▶ Short exercise: Please extract every line of the records below and reproduce each one verbatim, without changing any characters.

A data block
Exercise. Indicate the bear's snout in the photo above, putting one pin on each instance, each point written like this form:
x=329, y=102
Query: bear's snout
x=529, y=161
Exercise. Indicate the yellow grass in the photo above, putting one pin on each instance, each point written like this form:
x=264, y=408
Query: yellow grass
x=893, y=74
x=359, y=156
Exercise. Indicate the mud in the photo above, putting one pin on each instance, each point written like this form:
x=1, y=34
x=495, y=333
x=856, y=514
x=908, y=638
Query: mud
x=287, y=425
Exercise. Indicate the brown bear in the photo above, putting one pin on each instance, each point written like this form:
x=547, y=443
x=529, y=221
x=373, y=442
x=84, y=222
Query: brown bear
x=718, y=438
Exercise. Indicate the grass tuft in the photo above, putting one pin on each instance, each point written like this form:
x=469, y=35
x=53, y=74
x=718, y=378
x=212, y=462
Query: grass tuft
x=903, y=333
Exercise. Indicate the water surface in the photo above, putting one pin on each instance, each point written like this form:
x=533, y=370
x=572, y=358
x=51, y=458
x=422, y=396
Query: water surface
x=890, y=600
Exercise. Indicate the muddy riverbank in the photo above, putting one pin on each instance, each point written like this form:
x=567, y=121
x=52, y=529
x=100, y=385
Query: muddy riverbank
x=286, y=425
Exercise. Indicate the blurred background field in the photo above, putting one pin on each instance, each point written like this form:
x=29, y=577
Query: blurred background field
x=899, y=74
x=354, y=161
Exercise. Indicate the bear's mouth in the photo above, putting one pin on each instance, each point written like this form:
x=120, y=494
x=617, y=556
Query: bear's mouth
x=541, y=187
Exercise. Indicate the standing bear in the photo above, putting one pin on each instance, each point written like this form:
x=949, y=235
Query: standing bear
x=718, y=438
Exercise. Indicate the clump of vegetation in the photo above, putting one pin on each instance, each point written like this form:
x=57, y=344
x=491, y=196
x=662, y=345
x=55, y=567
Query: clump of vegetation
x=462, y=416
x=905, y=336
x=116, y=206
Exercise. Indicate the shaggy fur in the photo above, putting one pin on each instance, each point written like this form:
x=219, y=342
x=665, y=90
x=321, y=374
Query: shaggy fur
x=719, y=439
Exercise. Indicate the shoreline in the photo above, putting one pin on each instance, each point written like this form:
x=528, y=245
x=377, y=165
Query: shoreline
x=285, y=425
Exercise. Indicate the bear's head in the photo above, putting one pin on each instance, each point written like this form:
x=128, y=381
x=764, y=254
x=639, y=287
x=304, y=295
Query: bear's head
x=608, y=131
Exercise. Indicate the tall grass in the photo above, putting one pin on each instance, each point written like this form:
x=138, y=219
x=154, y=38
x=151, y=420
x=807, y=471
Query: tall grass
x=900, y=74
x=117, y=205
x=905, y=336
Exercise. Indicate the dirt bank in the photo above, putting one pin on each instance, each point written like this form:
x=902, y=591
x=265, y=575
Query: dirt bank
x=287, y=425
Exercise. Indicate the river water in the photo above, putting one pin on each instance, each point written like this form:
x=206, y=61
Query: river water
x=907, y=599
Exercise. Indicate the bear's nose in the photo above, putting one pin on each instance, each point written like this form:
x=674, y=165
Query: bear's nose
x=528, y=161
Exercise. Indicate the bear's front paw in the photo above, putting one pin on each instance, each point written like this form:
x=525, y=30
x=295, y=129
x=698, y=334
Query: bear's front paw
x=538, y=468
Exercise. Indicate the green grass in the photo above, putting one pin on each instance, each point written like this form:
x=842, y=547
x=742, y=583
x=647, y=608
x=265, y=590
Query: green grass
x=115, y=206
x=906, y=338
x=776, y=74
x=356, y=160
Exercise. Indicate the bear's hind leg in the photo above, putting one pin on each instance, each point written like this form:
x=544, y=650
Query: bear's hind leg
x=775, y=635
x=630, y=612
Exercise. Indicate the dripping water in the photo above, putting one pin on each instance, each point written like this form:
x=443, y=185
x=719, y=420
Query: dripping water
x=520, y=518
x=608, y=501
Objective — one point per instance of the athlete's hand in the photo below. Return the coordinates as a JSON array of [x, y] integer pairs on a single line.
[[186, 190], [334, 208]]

▶ Response:
Exercise. Indicate the bear's snout in the photo above, putting one pin on each instance, each point written like this form:
x=329, y=102
Query: bear's snout
x=529, y=161
Exercise. Indicate the yellow grass in the photo above, putting one pin on each instance, each point written like this form:
x=264, y=408
Query: yellow grass
x=893, y=74
x=359, y=156
Exercise. Indicate the mud in the photo above, putting one pin on each instance, each point written like this form:
x=1, y=34
x=495, y=333
x=856, y=514
x=908, y=638
Query: mud
x=287, y=425
Exercise. Indicate the brown bear in the photo above, putting one pin on each instance, each point written like this form:
x=547, y=443
x=529, y=221
x=373, y=442
x=84, y=222
Query: brown bear
x=718, y=438
Exercise. Indicate the grass tuft in the photo above, putting one pin on each instance, each point written like this form:
x=469, y=35
x=53, y=74
x=718, y=378
x=212, y=462
Query: grass tuft
x=903, y=333
Exercise. Indicate the water surface in the photo above, putting one pin on each instance, each point written like this form:
x=533, y=370
x=572, y=358
x=51, y=458
x=422, y=396
Query: water surface
x=890, y=600
Exercise. Indicate the muddy riverbank in the photo above, putting one pin on each instance, each point written like this form:
x=567, y=121
x=52, y=529
x=100, y=385
Query: muddy riverbank
x=286, y=425
Exercise. Indicate the blurred background field in the photo above, putting one pin on each instance, each point written like this form:
x=29, y=577
Query: blurred background field
x=899, y=74
x=354, y=161
Exercise. Indicate the bear's mouth in the photo above, putting one pin on each instance, each point written like this form:
x=120, y=494
x=617, y=556
Query: bear's mouth
x=541, y=187
Exercise. Indicate the standing bear in the photo above, putting one pin on each instance, each point written like this form:
x=949, y=235
Query: standing bear
x=718, y=438
Exercise. Indicate the clump of vegetation in the photo above, putting one pin on each instance, each point written like this form:
x=57, y=344
x=491, y=196
x=662, y=345
x=55, y=567
Query: clump of vegetation
x=462, y=416
x=905, y=336
x=116, y=206
Exercise. Indicate the shaggy fur in the photo above, putting one pin on each instance, each point written like this form:
x=219, y=342
x=665, y=90
x=321, y=374
Query: shaggy fur
x=719, y=439
Exercise. Indicate the shoreline in the photo above, putting one pin on each instance, each point written like this form:
x=528, y=245
x=377, y=165
Query: shoreline
x=285, y=425
Exercise. Indicate the bear's head in the photo above, putting one pin on each instance, each point written like this form:
x=128, y=381
x=764, y=254
x=639, y=287
x=304, y=295
Query: bear's head
x=608, y=131
Exercise. Indicate the tall grass in the photo above, putting one pin on each instance, each point written like this form:
x=138, y=219
x=154, y=38
x=151, y=420
x=807, y=471
Query: tall grass
x=900, y=74
x=117, y=205
x=905, y=336
Exercise. Indicate the dirt bank in the photo above, putting one pin on each instance, each point written like this form:
x=902, y=591
x=265, y=575
Query: dirt bank
x=287, y=425
Exercise. Indicate the river water in the photo above, putting one pin on each instance, each point written like this form:
x=206, y=61
Query: river water
x=907, y=599
Exercise. Indicate the bear's nose in the photo above, putting one pin on each instance, each point written like this form:
x=674, y=165
Query: bear's nose
x=528, y=161
Exercise. Indicate the bear's front paw in the photo above, putting one pin on each instance, each point written like this form:
x=525, y=30
x=295, y=129
x=698, y=334
Query: bear's front paw
x=538, y=468
Exercise. Indicate the green grass in the photo above, putting one pin on each instance, each point written like this form:
x=842, y=547
x=742, y=583
x=647, y=608
x=265, y=590
Query: green grass
x=115, y=206
x=906, y=338
x=776, y=74
x=356, y=160
Exercise. Indicate the bear's hind leg in the photo above, putting one pin on each instance, each point written like this form:
x=544, y=650
Query: bear's hind leg
x=775, y=635
x=630, y=612
Exercise. Indicate the dripping water in the photo above, putting one pin on each instance, each point written like this form:
x=443, y=185
x=719, y=420
Query: dripping water
x=520, y=518
x=608, y=501
Objective — one point per instance of the athlete's hand in the photo below. Return the coordinates as a JSON array of [x, y] integer pairs on a single line.
[[186, 190], [334, 208]]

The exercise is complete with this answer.